Dataset excerpts:
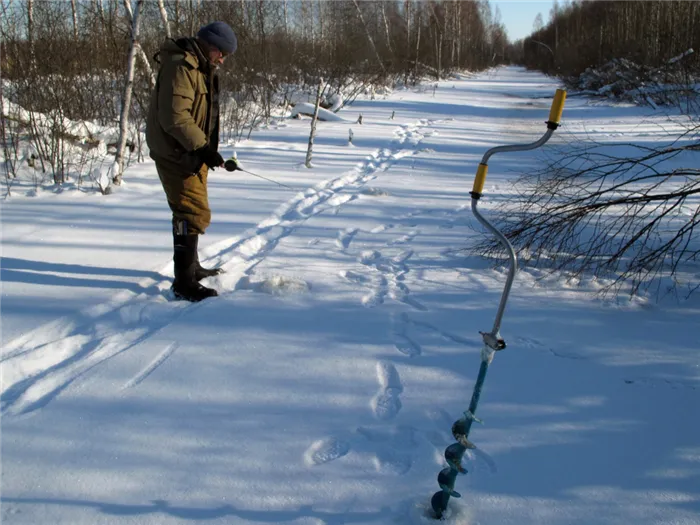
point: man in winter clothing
(182, 132)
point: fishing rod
(232, 165)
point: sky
(518, 15)
(321, 385)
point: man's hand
(210, 157)
(232, 164)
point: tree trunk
(369, 36)
(74, 12)
(386, 29)
(164, 17)
(30, 32)
(128, 88)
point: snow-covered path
(321, 386)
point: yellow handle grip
(480, 179)
(557, 106)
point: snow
(321, 386)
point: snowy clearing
(321, 386)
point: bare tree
(309, 149)
(164, 18)
(627, 213)
(369, 36)
(128, 87)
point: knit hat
(220, 35)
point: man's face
(215, 56)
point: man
(182, 132)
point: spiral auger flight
(493, 342)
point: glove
(210, 157)
(231, 164)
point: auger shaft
(493, 341)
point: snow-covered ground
(321, 386)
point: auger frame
(493, 341)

PROBLEM DETAILS: Your copy should match the records above exactly, apart from the pictures, which stay out.

WRITTEN REPLY:
point: man in winter clothing
(182, 132)
point: fishing rod
(232, 165)
point: sky
(518, 15)
(321, 385)
point: man's hand
(210, 157)
(232, 164)
point: tree trunk
(369, 36)
(74, 12)
(386, 29)
(164, 17)
(30, 32)
(128, 88)
point: snow-covered path
(321, 386)
point: yellow handle grip
(480, 179)
(557, 106)
point: snow
(321, 386)
point: snowy clearing
(321, 386)
point: bare tree
(309, 149)
(164, 18)
(627, 213)
(369, 36)
(128, 87)
point: knit hat
(220, 35)
point: man's face
(215, 56)
point: man
(182, 132)
point: spiral auger flight
(493, 342)
point: glove
(210, 157)
(231, 164)
point: auger shaft
(493, 341)
point: snow-covered ground
(321, 386)
point: auger frame
(493, 341)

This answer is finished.